**Document segment:**
Sounds really shortsighted. I would imagine revenue from Intel dev tools is a rounding error in Intel's complete revenue stream?


It's a marketing tool to make their competitors look bad. That it is sometimes useful is a secondary side effect.


The Intel post didn't say "Other compilers also don't upstream everything". So you shouldn't put that in quotes.

However, that is an actual argument. This isn't GCC where that would be required. This is LLVM where that is allowed. This is a choice, Intel's choice, because LLVM allows that, and it's probably at the corner case level of an Intel-specific icc-specific feature, as in, not particularly generally useful.

There is a benefit of this for normal LLVM development as well. It means that Intel is responsible for maintaining it and normal LLVM developers aren't. If I do something that breaks something in the LLVM AMD GPU backend, that's on me. If I do something that breaks something in Intel's code, that's on them.


> I get it, there's no money to be made in just implementing all your optimizations in clang directly.

ICC Classic is legacy/dead and also free now. The LLVM-based DPC++ compilers are free as well. These are only making money indirectly and through support contracts.


Yeah, but if you give all the golden eggs away, others can offer support contracts as well.


They can, but who knows more about the issue in question, Intel who designed it, or a third party? This is also a curse to Intel though: they need to ensure their people actually know something, level one support with a bad script and no access to anyone with more ability will get caught quickly when the third party offers better support and generally can figure things out.

There are pros and cons for sure. I'm not sure what it best.


>> I'm all for Intel helping improve LLVM, but the technical arguments for maintaining a separate commercial version don't convince me at all.

This is exactly why GCC is GPL and why RMS didn't want to make it more modular. Taken to the extreme we could end up with proprietary hardware that requires a proprietary (closed) compiler even though it's built on open source. Going back to "trusting trust" things might not be so good, and we know Intel is happy to build untrustworthy chips.


What does “trusting trust” have to do with this? That problem is a bootstrapping problem when trying to establish a trusted base. Simple summary is: if the first compiler was backdoored to detect when it is compiling other versions of itself and then inserting the same backdoor in the assembly of the target then how can you trust anything compiled by it?


You're right, the "trusting trust" compiler hack is way more complicated.


LLVM is a somewhat modular system. If Microsoft decided to build their own MSVC front end and AMD decided to build their own AMD64 back end, and Intel decided to build their own special set of x64 optimisers, is it really a monoculture? That sounds more like the GNU form of real software diversity—where you can make your own perfect tool by assembling it from parts.


> and AMD decided to build their own AMD64 back end

They kind of already did. And it's on LLVM, too.

https://developer.amd.com/amd-aocc/


Because not everything on icc is going to be upstreamed to clang, thanks license.

It is not like clang is enjoying C++ Builder RAD abilities, PS 4 and 5 optimizations, or bitcode format used by watchOS.


Yeah, I guess LLVM is preferred mostly because license.

Companies can keep their optimizations in secrets. Just like why Playststion's OS is based on BSD.


LLVM is also preferred because it has much cleaner internals than gcc (although gcc has gotten hugely better over the years). And of course, all production compilers become monumentally complex over the years (I once worked with Open64 - gah).

**Data extract:**
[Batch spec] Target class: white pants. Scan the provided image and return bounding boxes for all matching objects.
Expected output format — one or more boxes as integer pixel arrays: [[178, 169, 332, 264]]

**List of tasks:**
- a) Return the passage of the thread on Intel's compilers and LLVM from "Sounds really shortsighted." to "that in quotes.".
- b) In the thread on Intel's compilers and LLVM, which compiler does one commenter say they once worked with?
- c) Extend the thread on Intel's compilers and LLVM past its final post.

**Task-by-task results:**
- a)
Sounds really shortsighted. I would imagine revenue from Intel dev tools is a rounding error in Intel's complete revenue stream?


It's a marketing tool to make their competitors look bad. That it is sometimes useful is a secondary side effect.


The Intel post didn't say "Other compilers also don't upstream everything". So you shouldn't put that in quotes.

- b) Open64.

- c)
It's nearly impossible to keep optimizations secret. They are the easiest thing in the world to reverse engineer: just look at the output assembly. (And you can't exactly output obfuscated assembly because that would make the performance worse, nullifying the benefits of the optimizations.)


Though in a practical sense, if you've done the work of implementing useful optimisations and keep them closed source, it's not necessarily a trivial matter for others to recognise and replicate how exactly your optimisation is implemented, when it can be used, when it can't be, etc.


I don't get it.

Looking at output assembly language won't tell me anything about the algorithms behind solving the register allocation problem (aka: live data problem, which is a knapsack problem and/or graph-coloring problem IIRC).

I'd be able to see that yes, compilers are good at deciding which registers should hold which data. But that's not sufficient at actually learning how the algorithm / register selection process works.


that is for the simpler optimization. A more complicate optimization algorithm can generate quite different code depending on the inputs. So you might need many different input codes to fully explore the internal, similar to the problem facing by fuzzing and/or symbolic execution.


I don’t think the license meaningfully changes anything. For example: rustc has a WIP GCC backend, despite not being GPL. I imagine icc could do something similar


>Also: if icc is going to go with LLVM as a backend, then what is the point of using icc at all? Why not just use clang?

I assumed the icc secret sauce was in the backend: deep knowledge of how each and every single operation is implemented in every uarch.

Maybe they've written their own x86 backend for LLVM, and are using the rest of LLVM for IR->IR transformations and vectorization?


Exactly, many comments here are saying the difference is in LLVM IR ("middle-end") optimizations but IMHO more secrets are hidden in the backend. For example the latency of different instructions (and their operands) which has huge impact on the overall scheduling.


I like to think of LLVM as a piece of infrastructure, like neutral fiber wiring that any ISP is allowed to use. From that perspective, I’m a lot less concerned about having few options that I am about browsers.

Although the diversity of C/C++ compilers is descending, the number of compiler backends in general is still pretty high (Go, .NET compilers & runtimes, Java compilers & runtimes, JS engines, etc), and LLVM can’t fill all the niches. I don’t think that we’re at a point where research is stifled.


Everyone says software monocultures are bad, without evidence. In fact, there seems to be evidence against this: the Linux kernel.


The Linux kernel isn't a monoculture yet. For example there is no indication Apple or the BSDs are going to stop developing their kernels nor is there indication Windows is dropping NT and most anything can/is easily moved between them (particularly the *NIX kernels) still. That doesn't mean there are certain places the only choice is the Linux kernel but that alone isn't enough to make it a monoculture in this sense of nearing domination of the space.

Browsers are the most oft cited example of monoculture issues be it the old days with IE or the new days with Chrome, I'm surprised you haven't run across comments on that one over the years.


Linux powers most of the internet, most mobile devices, and most embedded and IoT devices. Maybe it's not a complete monopoly, but it's close.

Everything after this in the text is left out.